BEGIN DOCUMENT TEXT

China’s national carbon market, the world’s largest emissions trading system, will begin its online trading in July 2021.
GS-III: Environment and Ecology (Conservation of Environment, Agreements and Treaties on Conservation of Environment and Ecology)
Dimensions of the Article:
- What is Carbon Trading and Carbon Market
- About Carbon credits
- About Kyoto Protocol
- Advantages of Carbon Trading
- About China’s National Carbon Market
What is Carbon Trading and Carbon Market
- Carbon trading is an exchange of credits between nations designed to reduce emissions of carbon dioxide.
- Carbon trading is also referred to as carbon emissions trading. Carbon emissions trading accounts for most emissions trading.
- Under the prevailing Kyoto Protocol climate agreement, carbon credits are used in market-based system of Carbon Trading.
- Carbon trading allows countries and companies to sell their carbon credits for money.
- Carbon markets are regulatory structures that allow, in particular, oil and gas-intensive companies or heavy industry (or, in the case of COP25, countries) to reduce their economic footprint through a series of incentives.
- The idea behind this system is that the most polluting countries can purchase the right to pollute more from countries that have not reached their emissions limits.
- The 1997 Kyoto Protocol turned polluting emissions into a commodity.
About Carbon credits
- A carbon credit (often called a carbon offset) is a tradable certificate or permit.
- One carbon credit is equal to one tonne of carbon dioxide.
- Carbon credits are a part of attempts to mitigate the growth in concentrations of GHGs.
- Carbon credits or carbon offsets can be acquired through afforestation, renewable energy, CO2 sequestration, methane capture, buying from an exchange (carbon credits trading) etc.
- Carbon trading is the name given to the exchange of emission permits.
- This exchange may take place within the economy or may take the form of international transaction.
- Under Carbon Credits Trading mechanism countries that emit more carbon than the quota allotted to them buy carbon credits from those that emit less.
- In Carbon trading, one credit gives the country or a company right to emit one tonne of CO2.
- A developing nation such as India, turns out to be a seller of such credits, which eventually provides them with monetary gains.
- Carbon credits are traded at various exchanges across the world.
- Multi-Commodity Exchange of India (MCX) launched futures trading in carbon credits in 2009.
About Kyoto Protocol
- The Kyoto Protocol is an international agreement linked to the United Nations Framework Convention on Climate Change (UNFCCC), which commits its Parties by setting internationally binding emission reduction targets.
- The Kyoto Protocol was adopted in Kyoto, Japan, in December 1997 and entered into force in February 2005.

END DOCUMENT TEXT

**SET OF TASKS**
A) Answer from the carbon trading text:
(i) How much carbon dioxide is one carbon credit equal to?
(ii) In what year did the Multi-Commodity Exchange of India launch futures trading in carbon credits?
(iii) When did the Kyoto Protocol enter into force?
B) Extract the passage of the carbon trading text between "- Carbon markets" and "series of incentives.", inclusive.
The lines placed after this text are separate material.

BEGIN COLLECTED MATERIAL

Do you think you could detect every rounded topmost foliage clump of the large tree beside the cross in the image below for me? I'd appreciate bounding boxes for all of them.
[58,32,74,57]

END COLLECTED MATERIAL

**ANSWERS**
A)
(i) One tonne of carbon dioxide.
(ii) 2009.
(iii) February 2005.

B)
- Carbon markets are regulatory structures that allow, in particular, oil and gas-intensive companies or heavy industry (or, in the case of COP25, countries) to reduce their economic footprint through a series of incentives.